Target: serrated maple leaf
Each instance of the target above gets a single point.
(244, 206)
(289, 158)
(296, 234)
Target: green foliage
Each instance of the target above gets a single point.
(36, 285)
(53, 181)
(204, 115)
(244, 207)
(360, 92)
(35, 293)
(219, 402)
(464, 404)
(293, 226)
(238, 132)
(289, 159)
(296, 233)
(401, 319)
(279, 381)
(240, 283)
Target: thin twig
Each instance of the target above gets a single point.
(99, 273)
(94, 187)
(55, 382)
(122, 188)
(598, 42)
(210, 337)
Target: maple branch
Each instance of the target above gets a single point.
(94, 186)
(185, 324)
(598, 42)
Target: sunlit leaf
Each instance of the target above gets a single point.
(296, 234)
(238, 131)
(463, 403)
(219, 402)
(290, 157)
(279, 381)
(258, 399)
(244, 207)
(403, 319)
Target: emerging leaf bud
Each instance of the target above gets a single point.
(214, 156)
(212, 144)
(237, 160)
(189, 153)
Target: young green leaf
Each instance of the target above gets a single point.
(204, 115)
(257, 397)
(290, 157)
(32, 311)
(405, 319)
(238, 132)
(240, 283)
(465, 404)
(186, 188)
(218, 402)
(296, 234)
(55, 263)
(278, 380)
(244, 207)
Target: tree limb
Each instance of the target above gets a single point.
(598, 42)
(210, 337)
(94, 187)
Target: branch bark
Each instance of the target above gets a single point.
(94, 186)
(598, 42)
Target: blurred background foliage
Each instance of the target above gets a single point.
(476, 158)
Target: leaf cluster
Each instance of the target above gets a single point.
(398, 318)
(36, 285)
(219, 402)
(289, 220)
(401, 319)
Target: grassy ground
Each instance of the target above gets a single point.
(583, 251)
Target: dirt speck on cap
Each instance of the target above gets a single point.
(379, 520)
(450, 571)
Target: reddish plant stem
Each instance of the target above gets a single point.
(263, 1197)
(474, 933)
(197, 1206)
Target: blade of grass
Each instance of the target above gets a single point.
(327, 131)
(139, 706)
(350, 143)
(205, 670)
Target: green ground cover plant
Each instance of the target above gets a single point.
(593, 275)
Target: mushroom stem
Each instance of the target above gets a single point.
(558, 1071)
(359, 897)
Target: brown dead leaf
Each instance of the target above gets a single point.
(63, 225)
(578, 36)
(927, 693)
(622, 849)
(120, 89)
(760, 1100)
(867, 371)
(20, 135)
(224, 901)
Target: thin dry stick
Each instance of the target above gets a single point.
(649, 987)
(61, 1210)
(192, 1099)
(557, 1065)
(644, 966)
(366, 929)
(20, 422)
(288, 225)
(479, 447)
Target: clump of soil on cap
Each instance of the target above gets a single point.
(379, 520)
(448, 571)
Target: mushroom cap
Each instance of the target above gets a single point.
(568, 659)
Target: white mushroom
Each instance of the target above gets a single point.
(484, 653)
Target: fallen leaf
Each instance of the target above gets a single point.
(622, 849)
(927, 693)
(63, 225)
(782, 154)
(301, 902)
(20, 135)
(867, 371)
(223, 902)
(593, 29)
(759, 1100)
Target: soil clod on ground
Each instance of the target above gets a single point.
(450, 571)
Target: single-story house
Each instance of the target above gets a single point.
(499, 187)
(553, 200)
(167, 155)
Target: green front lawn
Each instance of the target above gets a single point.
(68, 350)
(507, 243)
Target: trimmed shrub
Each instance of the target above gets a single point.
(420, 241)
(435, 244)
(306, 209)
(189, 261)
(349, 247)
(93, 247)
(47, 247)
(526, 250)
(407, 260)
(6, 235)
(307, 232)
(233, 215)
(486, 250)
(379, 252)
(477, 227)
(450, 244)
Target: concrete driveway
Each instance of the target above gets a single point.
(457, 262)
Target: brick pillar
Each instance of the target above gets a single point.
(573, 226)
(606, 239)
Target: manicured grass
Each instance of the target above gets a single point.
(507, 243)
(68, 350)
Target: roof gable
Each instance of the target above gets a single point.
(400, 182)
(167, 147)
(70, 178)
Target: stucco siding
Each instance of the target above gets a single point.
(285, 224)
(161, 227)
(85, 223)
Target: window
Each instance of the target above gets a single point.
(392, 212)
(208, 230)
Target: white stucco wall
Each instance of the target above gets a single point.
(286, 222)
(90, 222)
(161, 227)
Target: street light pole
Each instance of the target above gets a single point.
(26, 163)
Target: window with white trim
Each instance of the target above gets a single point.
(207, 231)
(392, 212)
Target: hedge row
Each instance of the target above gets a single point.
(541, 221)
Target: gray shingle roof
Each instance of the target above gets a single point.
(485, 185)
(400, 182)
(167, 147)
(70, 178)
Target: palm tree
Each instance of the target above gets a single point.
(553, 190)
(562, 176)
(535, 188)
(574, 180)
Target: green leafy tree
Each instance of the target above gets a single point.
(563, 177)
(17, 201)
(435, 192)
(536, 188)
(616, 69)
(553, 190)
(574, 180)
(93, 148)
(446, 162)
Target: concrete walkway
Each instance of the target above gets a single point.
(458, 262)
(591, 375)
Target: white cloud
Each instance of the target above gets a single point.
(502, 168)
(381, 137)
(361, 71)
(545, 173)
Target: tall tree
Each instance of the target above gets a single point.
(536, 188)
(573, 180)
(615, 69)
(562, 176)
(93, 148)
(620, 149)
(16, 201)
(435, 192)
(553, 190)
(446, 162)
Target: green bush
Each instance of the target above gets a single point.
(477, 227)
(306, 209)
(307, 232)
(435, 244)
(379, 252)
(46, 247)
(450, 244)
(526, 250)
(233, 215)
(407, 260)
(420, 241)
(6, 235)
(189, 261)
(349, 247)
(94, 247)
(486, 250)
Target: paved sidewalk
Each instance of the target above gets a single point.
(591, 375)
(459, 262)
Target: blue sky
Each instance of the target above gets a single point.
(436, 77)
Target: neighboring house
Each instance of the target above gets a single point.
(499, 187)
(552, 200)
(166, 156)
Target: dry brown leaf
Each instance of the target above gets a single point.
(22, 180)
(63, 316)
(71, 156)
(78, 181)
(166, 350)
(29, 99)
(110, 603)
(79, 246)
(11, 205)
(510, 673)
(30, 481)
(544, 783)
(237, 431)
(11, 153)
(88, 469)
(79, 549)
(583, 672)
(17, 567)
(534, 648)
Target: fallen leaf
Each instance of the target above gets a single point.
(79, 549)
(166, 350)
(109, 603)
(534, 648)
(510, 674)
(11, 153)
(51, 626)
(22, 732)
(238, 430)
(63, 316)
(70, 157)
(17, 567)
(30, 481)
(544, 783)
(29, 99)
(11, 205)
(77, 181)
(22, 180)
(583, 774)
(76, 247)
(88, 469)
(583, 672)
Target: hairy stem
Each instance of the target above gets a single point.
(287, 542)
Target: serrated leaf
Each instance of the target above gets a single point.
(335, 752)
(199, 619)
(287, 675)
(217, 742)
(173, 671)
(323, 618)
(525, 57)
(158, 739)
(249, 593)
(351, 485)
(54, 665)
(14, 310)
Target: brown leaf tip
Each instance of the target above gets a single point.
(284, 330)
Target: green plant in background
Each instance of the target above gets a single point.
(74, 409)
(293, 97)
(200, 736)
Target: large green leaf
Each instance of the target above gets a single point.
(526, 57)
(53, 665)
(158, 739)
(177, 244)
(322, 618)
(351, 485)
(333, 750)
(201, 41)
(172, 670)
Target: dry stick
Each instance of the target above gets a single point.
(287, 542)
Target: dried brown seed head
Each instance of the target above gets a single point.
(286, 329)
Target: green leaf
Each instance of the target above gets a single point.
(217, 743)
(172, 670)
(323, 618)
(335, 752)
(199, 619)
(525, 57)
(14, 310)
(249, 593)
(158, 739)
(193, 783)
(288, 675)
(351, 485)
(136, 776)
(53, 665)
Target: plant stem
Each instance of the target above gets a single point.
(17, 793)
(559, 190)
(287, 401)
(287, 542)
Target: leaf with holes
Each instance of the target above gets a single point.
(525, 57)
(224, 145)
========================
(What is expected)
Reproduce every line of the entries above, unchanged, from the very first one down to and including the line containing "Target: grassy ground".

(Expected answer)
Target: serrated maple leaf
Each instance of the target above gets a single point.
(244, 206)
(289, 158)
(296, 234)
Target: green foliage
Each instance of the target above gets a single point.
(36, 285)
(53, 181)
(204, 115)
(244, 207)
(360, 92)
(35, 293)
(219, 402)
(464, 404)
(293, 226)
(238, 132)
(289, 159)
(296, 233)
(401, 319)
(279, 381)
(240, 283)
Target: thin twig
Each instance of the target above gets a single point.
(99, 273)
(94, 187)
(55, 382)
(122, 188)
(598, 42)
(210, 337)
Target: maple branch
Each instance of the target above gets a single point.
(94, 186)
(185, 324)
(598, 42)
Target: sunlit leaf
Each instance of the target above gets a single point.
(296, 234)
(238, 131)
(463, 403)
(219, 402)
(290, 157)
(279, 381)
(258, 399)
(244, 207)
(403, 319)
Target: emerging leaf bud
Each instance of the target above gets a single point.
(214, 156)
(212, 144)
(237, 160)
(189, 153)
Target: young green leaf
Each instance of the target above gets a single point.
(204, 115)
(257, 397)
(290, 157)
(32, 311)
(405, 319)
(238, 132)
(240, 283)
(465, 404)
(186, 188)
(218, 402)
(296, 234)
(55, 263)
(278, 380)
(244, 207)
Target: tree limb
Each instance of the target above gets a single point.
(598, 42)
(210, 337)
(94, 187)
Target: branch bark
Each instance of the target above gets a single point.
(94, 186)
(598, 42)
Target: blurred background foliage
Each instance of the target above gets a single point.
(476, 158)
Target: leaf cluster
Each instance of the target above gets a single point.
(398, 318)
(36, 285)
(219, 402)
(289, 220)
(401, 319)
Target: grassy ground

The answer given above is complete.